— begin MATERIAL PROVIDED —

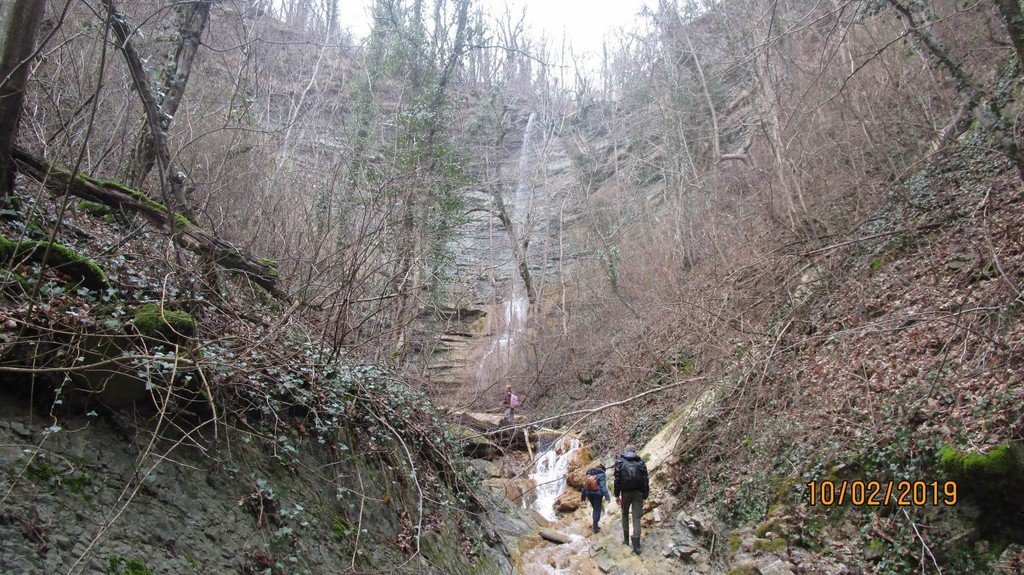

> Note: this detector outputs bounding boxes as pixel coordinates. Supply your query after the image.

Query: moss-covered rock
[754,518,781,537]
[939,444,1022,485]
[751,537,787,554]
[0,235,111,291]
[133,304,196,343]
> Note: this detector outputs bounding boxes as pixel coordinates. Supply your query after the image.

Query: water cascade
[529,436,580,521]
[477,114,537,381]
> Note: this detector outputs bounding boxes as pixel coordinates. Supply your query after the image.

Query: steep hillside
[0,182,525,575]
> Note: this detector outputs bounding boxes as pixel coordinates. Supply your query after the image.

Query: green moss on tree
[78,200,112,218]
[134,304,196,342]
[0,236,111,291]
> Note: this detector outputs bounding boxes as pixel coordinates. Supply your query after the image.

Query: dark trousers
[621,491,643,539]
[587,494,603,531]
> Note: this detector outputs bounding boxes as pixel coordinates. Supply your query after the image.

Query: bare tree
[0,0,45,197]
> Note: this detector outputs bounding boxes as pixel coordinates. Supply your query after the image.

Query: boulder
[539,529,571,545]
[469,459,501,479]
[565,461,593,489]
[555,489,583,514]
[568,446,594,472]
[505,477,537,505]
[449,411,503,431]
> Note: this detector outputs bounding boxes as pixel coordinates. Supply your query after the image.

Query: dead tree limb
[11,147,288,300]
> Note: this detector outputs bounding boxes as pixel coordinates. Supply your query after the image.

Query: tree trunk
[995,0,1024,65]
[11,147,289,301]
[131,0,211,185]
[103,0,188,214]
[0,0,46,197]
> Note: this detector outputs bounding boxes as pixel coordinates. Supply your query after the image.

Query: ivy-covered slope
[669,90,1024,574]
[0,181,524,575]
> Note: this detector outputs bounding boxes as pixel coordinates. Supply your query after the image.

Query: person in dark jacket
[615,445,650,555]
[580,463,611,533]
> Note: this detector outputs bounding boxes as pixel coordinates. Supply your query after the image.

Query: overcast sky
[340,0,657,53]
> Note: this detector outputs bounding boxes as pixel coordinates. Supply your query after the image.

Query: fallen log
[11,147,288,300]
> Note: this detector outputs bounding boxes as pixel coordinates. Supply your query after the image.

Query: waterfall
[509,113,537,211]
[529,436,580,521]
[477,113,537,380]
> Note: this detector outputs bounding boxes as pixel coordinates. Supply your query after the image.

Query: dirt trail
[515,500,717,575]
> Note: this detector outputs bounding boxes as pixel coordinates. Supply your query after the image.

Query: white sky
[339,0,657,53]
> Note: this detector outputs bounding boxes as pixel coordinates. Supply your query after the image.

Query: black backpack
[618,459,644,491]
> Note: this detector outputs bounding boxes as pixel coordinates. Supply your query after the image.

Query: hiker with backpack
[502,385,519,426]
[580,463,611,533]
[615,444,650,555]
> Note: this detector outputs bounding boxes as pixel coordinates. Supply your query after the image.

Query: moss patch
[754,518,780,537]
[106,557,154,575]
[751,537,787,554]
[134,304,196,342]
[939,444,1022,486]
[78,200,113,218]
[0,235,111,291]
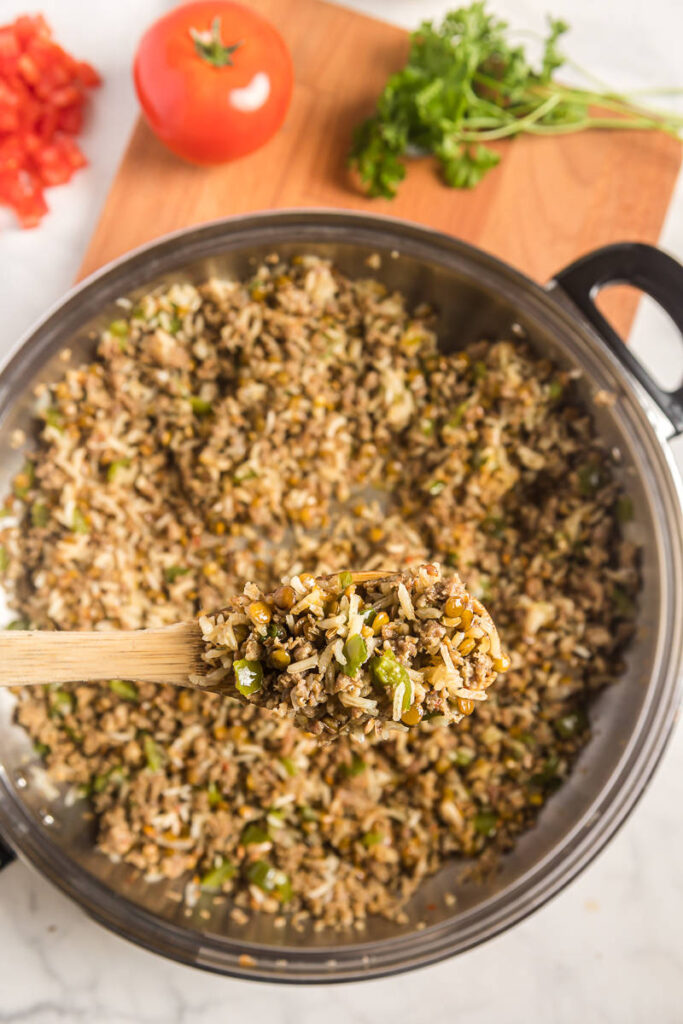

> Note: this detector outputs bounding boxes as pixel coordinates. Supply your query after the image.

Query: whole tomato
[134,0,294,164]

— end MATERIAL PROVIDED —

WORK INSTRUCTIONS:
Pull out every line of the listing above that contains the word "tree", and copy each one in full.

ANSWER BELOW:
Query: green moss on tree
Query: bare tree
Query: dead tree limb
Query: tree trunk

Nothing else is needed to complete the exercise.